— START Record excerpts —
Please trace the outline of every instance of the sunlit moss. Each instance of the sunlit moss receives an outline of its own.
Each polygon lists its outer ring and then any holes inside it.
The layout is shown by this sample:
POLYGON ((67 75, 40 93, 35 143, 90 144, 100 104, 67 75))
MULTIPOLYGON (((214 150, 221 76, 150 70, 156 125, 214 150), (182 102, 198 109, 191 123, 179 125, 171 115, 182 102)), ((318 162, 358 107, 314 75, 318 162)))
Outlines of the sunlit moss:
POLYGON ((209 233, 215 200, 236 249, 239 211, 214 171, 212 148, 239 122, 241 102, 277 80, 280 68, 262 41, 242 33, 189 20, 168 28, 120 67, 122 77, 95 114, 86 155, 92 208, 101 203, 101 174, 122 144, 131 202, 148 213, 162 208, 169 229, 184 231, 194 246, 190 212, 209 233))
— END Record excerpts —
Put the lines of the records into a numbered list, beginning with the first line and ending after the line that contains "MULTIPOLYGON (((214 150, 221". Leave out any blank lines.

#### Output below:
1. Please trace the outline of every instance of the sunlit moss. Each instance of the sunlit moss receives an outline of its own.
2. Each polygon lists its outer ring and then any holes inside it.
3. The layout is shown by this sample:
4. POLYGON ((67 75, 40 93, 35 143, 90 144, 100 104, 67 75))
5. MULTIPOLYGON (((214 150, 221 76, 150 70, 156 125, 214 150), (182 102, 198 109, 191 123, 179 125, 171 115, 182 102)), ((318 162, 358 107, 314 75, 318 162)))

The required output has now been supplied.